Hering, Erbsensuppe oder Steinbutt?
Donnerstag, 05. März 2009 um 11:24 Uhr
Helmut Hetzel

Adieu Michelin
Hering, Erbsensuppe oder Steinbutt? - Essen in Holland
Michelin-Sterne verlieren ihren Glanz in den Niederlanden
Erstes Restaurant sagt: Adieu Michelin
Von HELMUT HETZEL
Den Haag. Nicole serviert die Jakobsmuscheln. Vorspeise, erster Gang. Die Meeresfrüchte, die sie bringt, sind total gar - well done, würden die Briten beim Steak sagen, aber für Jakobsmuscheln ist das tödlich. Sie werden dann zäh. Kaugummi auf dem Teller ist der Ergebnis. So wurden sie serviert in einem der angeblich besten Restaurants in den Niederlanden, wo auch Kronprinz Willem-Alexander und Prinzessin Maxima ab und zu tafeln. Das Restaurant ,,lud‘‘ ein. Denn es ist ,,Restaurantweek‘‘ in den Niederlanden. In dieser ,,Restaurantwoche‘‘ kann man in hunderten von Esstempeln zwischen Groningen und Maastricht, Den Haag und Arnheim zu ganz besonders attraktiven Preisen speisen. So der PR-Slogan. Ein Drei-Gänge-Menü wird da für 20 Euro pro Person angeboten. Aber die Sache hat einen Haken. Erstens kann man das Menü nicht selbst wählen. Aber das ist nicht so schlimm, wenn die Köche in der Küche mit frischen Zutaten etwas Leckeres auf den Teller zaubern könnten. Zweitens aber, und das ist sehr verwerflich, versuchen manche Restaurants in den Niederlanden ihre Kunden doch noch über den Tisch zu ziehen, so dass sie letzten Endes doch noch auf ihre Kosten kommen. Da wird beispielsweise die Weinkarte angepasst. Es ist kein Riesling oder Spätburgunder unter 30 Euro je Flasche mehr erhältlich. Da wird der Dessert-Wein, der eigentlich zum 20-Euro-Aktionsmemü gehört, einfach nochmal mit auf die Rechnung gesetzt. Der Gast merkt es ja eh nicht, denken so manche Gastronomen. Da wird ein Fisch-Salat serviert, der nur aus Grünzeug besteht und in dem man den Fisch mit der Lupe suchen muss. Keine Spur vom klassischen holländischen Hering. Die Matjes sind wohl ausgegangen. Die Ravioli sind kalt. Die Ente hat so viele Flugstunden hinter sich, dass sie wohl altersbedingt in der Küche eines Haager Nobelrestaurants abgestürzt ist und ihr zähes Fleisch dort als letzte Geste dem Koch gratis zur Verfügung stellte.

----

AUFGABE 1.
Filtere aus den unten stehenden Zeilen alle heraus, in denen die Zeichenfolge „wall“ vorkommt, und gib diese Zeilen unverändert wieder.

----

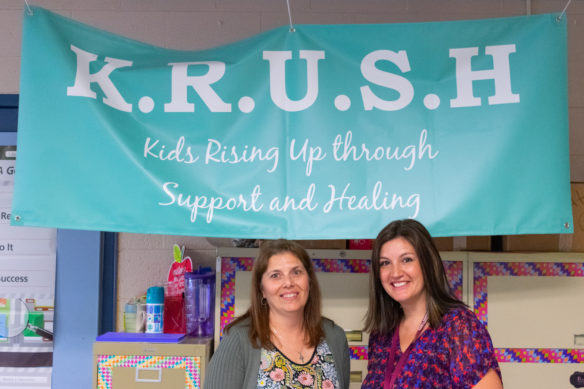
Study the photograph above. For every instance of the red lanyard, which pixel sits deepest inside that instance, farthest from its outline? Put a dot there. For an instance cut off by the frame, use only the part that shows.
(391, 374)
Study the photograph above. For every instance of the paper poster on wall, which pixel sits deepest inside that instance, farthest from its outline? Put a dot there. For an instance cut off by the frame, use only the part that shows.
(27, 292)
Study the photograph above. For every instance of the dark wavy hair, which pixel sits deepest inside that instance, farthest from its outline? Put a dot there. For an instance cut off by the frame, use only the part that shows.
(384, 313)
(258, 314)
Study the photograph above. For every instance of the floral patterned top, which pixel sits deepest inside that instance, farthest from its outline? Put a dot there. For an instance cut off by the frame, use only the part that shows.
(455, 355)
(279, 372)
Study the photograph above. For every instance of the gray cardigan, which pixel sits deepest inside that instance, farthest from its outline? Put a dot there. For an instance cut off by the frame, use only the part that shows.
(235, 364)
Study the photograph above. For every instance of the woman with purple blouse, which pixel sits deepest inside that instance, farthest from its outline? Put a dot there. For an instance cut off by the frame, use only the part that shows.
(420, 335)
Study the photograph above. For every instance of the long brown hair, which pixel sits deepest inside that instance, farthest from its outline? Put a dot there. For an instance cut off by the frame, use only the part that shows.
(384, 313)
(258, 313)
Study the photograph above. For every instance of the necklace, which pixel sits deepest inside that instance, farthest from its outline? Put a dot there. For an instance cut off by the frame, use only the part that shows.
(300, 356)
(423, 322)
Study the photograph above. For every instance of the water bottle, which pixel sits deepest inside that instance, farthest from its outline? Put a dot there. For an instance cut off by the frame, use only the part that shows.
(154, 309)
(200, 302)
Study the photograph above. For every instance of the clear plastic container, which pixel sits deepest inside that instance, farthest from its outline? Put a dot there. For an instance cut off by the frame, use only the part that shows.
(200, 303)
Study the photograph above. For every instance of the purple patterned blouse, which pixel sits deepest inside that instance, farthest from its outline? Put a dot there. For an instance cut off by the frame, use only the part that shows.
(456, 354)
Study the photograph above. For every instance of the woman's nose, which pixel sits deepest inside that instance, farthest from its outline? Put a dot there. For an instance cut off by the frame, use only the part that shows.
(288, 280)
(396, 270)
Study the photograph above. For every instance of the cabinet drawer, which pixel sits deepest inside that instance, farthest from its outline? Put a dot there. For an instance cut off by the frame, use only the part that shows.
(147, 371)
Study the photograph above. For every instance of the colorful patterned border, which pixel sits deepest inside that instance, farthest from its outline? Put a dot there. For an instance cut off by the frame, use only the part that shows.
(481, 272)
(191, 365)
(231, 265)
(540, 355)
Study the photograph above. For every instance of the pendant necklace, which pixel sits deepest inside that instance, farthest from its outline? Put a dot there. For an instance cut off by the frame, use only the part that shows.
(300, 356)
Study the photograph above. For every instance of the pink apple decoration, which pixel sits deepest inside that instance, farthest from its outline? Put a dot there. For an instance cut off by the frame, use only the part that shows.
(176, 273)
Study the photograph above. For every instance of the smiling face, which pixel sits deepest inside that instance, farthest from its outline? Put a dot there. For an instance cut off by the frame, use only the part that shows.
(285, 284)
(400, 273)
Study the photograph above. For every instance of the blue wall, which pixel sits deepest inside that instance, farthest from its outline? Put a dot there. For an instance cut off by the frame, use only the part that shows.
(76, 307)
(78, 286)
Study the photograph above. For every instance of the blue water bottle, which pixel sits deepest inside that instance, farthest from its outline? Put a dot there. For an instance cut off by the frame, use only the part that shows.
(154, 309)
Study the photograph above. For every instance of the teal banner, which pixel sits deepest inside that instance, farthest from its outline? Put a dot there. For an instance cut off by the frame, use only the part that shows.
(323, 132)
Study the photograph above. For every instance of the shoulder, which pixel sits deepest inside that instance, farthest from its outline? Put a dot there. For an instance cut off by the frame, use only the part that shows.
(332, 330)
(241, 327)
(237, 334)
(461, 317)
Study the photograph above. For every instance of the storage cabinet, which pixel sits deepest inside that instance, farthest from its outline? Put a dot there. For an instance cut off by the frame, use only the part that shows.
(142, 365)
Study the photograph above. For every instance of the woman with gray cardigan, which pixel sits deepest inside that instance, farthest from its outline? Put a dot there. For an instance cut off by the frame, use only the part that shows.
(282, 340)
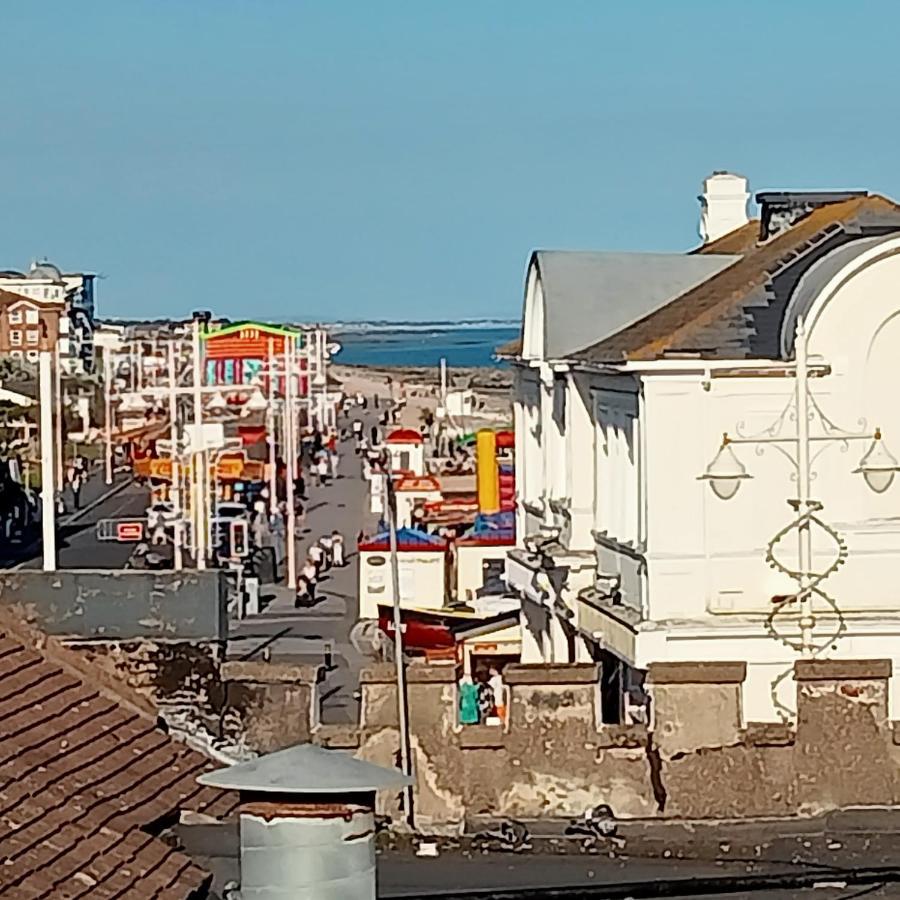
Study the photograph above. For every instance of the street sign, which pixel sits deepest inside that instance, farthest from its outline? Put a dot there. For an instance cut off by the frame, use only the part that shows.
(123, 531)
(129, 531)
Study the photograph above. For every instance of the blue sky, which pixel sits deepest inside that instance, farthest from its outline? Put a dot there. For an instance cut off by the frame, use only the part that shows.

----

AUFGABE 2.
Beantworte zum Artikel über die niederländische Restaurantwoche die folgenden Fragen:
(a) Welches Gericht serviert Nicole als Vorspeise?
(b) Zu welchem Preis pro Person wird in der Restaurantwoche ein Drei-Gänge-Menü angeboten?
(c) Unter welchem Preis je Flasche gibt es nach der Anpassung der Weinkarte keinen Riesling oder Spätburgunder mehr?

MUSTERLÖSUNG 1.
Study the photograph above. For every instance of the paper poster on wall, which pixel sits deepest inside that instance, farthest from its outline? Put a dot there. For an instance cut off by the frame, use only the part that shows.
Study the photograph above. For every instance of the blue wall, which pixel sits deepest inside that instance, farthest from its outline? Put a dot there. For an instance cut off by the frame, use only the part that shows.

MUSTERLÖSUNG 2.
(a) Nicole serviert Jakobsmuscheln.
(b) Das Menü kostet 20 Euro pro Person.
(c) Unter 30 Euro je Flasche ist kein Riesling oder Spätburgunder mehr erhältlich.